# Directions
A faithful transcript of all the lines below, with no pictures, is the goal here.

Collected data:
******************************

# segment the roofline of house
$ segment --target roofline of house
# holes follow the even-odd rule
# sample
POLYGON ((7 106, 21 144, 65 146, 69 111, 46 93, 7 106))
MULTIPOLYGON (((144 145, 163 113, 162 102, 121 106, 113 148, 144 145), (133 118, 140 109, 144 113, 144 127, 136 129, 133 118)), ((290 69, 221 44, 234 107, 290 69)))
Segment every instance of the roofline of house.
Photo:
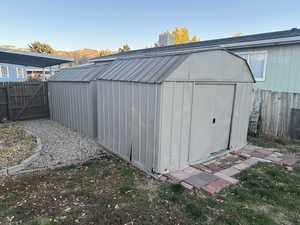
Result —
POLYGON ((288 38, 276 38, 276 39, 260 40, 260 41, 239 42, 239 43, 232 43, 232 44, 222 44, 221 46, 233 50, 233 49, 242 49, 242 48, 272 47, 272 46, 291 45, 291 44, 300 44, 300 36, 288 37, 288 38))
POLYGON ((18 54, 18 55, 34 56, 34 57, 47 58, 47 59, 58 59, 58 60, 65 60, 65 61, 70 61, 70 62, 74 61, 73 59, 66 58, 64 56, 57 56, 57 55, 52 55, 52 54, 42 54, 42 53, 30 52, 30 51, 18 51, 18 50, 7 49, 7 48, 0 48, 0 52, 18 54))
POLYGON ((182 48, 182 49, 176 49, 176 50, 170 50, 170 51, 157 51, 157 52, 146 52, 141 54, 133 54, 133 55, 122 55, 119 57, 113 57, 111 58, 104 58, 99 60, 90 60, 90 62, 107 62, 107 61, 113 61, 116 59, 132 59, 132 58, 140 58, 140 57, 155 57, 155 56, 168 56, 168 55, 181 55, 181 54, 191 54, 196 52, 204 52, 204 51, 215 51, 215 50, 225 50, 222 46, 207 46, 207 47, 199 47, 199 48, 182 48))
MULTIPOLYGON (((236 42, 236 43, 230 43, 230 44, 220 44, 220 45, 207 45, 207 46, 199 46, 199 47, 189 47, 186 46, 185 44, 178 45, 177 47, 180 49, 200 49, 200 48, 207 48, 207 47, 223 47, 229 50, 234 50, 234 49, 247 49, 247 48, 260 48, 260 47, 272 47, 272 46, 280 46, 280 45, 291 45, 291 44, 300 44, 300 36, 294 36, 294 37, 286 37, 286 38, 273 38, 273 39, 266 39, 266 40, 258 40, 258 41, 248 41, 248 42, 236 42)), ((159 48, 158 52, 159 52, 159 48)), ((138 51, 138 50, 137 50, 138 51)), ((161 50, 161 51, 167 51, 167 50, 161 50)), ((178 51, 176 49, 170 50, 170 51, 178 51)), ((152 52, 155 54, 155 52, 152 52)), ((137 53, 133 53, 138 55, 137 53)), ((151 54, 151 51, 149 53, 141 53, 142 54, 151 54)), ((90 59, 89 62, 105 62, 105 61, 112 61, 115 60, 116 58, 120 57, 126 57, 126 55, 118 55, 114 54, 111 55, 111 57, 106 56, 103 58, 94 58, 90 59)), ((129 56, 127 56, 129 57, 129 56)))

******************************

# Answer for the task
# segment the roofline of house
$ segment --target roofline of house
# holes follow the even-odd rule
# sample
POLYGON ((7 106, 21 144, 65 146, 69 111, 46 93, 7 106))
MULTIPOLYGON (((144 145, 163 113, 162 102, 121 106, 113 148, 144 145), (133 118, 140 109, 144 113, 144 127, 136 129, 133 118)), ((290 69, 221 44, 234 107, 290 69)))
Segment every instance of the roofline of house.
Photo:
Result —
POLYGON ((288 38, 276 38, 276 39, 260 40, 260 41, 239 42, 239 43, 232 43, 232 44, 222 44, 221 46, 233 50, 233 49, 242 49, 242 48, 272 47, 272 46, 291 45, 291 44, 300 44, 300 36, 288 37, 288 38))
POLYGON ((18 54, 18 55, 34 56, 34 57, 47 58, 47 59, 58 59, 58 60, 65 60, 65 61, 70 61, 70 62, 74 61, 73 59, 66 58, 64 56, 57 56, 57 55, 52 55, 52 54, 42 54, 42 53, 30 52, 30 51, 18 51, 18 50, 7 49, 7 48, 0 48, 0 52, 18 54))
POLYGON ((182 48, 182 49, 176 49, 176 50, 170 50, 170 51, 157 51, 157 52, 146 52, 141 54, 133 54, 133 55, 122 55, 119 57, 113 57, 111 58, 104 58, 99 60, 90 60, 90 62, 107 62, 107 61, 113 61, 116 59, 132 59, 132 58, 140 58, 140 57, 155 57, 155 56, 168 56, 168 55, 181 55, 181 54, 191 54, 196 52, 204 52, 204 51, 215 51, 215 50, 225 50, 222 46, 207 46, 207 47, 199 47, 199 48, 182 48))
MULTIPOLYGON (((236 42, 236 43, 230 43, 230 44, 220 44, 220 45, 207 45, 207 46, 199 46, 199 47, 189 47, 186 46, 185 44, 178 45, 177 47, 180 49, 200 49, 200 48, 207 48, 207 47, 223 47, 229 50, 234 50, 234 49, 247 49, 247 48, 260 48, 260 47, 272 47, 272 46, 280 46, 280 45, 291 45, 291 44, 300 44, 300 36, 294 36, 294 37, 286 37, 286 38, 273 38, 273 39, 266 39, 266 40, 258 40, 258 41, 248 41, 248 42, 236 42)), ((159 48, 158 52, 159 52, 159 48)), ((138 51, 138 50, 137 50, 138 51)), ((161 50, 161 51, 167 51, 167 50, 161 50)), ((178 51, 176 49, 170 50, 170 51, 178 51)), ((152 52, 155 54, 155 52, 152 52)), ((137 53, 133 53, 138 55, 137 53)), ((151 54, 151 51, 149 53, 141 53, 142 54, 151 54)), ((90 59, 89 62, 105 62, 105 61, 112 61, 115 60, 116 58, 120 57, 126 57, 126 55, 118 55, 114 54, 111 55, 111 57, 106 56, 103 58, 94 58, 90 59)), ((129 56, 127 56, 129 57, 129 56)))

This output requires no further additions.